### SOURCE DATA ###

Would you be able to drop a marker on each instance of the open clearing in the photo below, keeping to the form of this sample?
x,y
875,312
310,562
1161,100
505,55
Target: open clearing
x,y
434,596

###

§ **DIRECTIONS**:
What is needed is an exact transcription of every entry above.

§ **RESPONSE BOX**:
Would you be able to drop a marker on each instance of the open clearing in the photo below, keeping to the form of this sample?
x,y
875,312
310,562
1161,100
505,55
Target: open clearing
x,y
434,596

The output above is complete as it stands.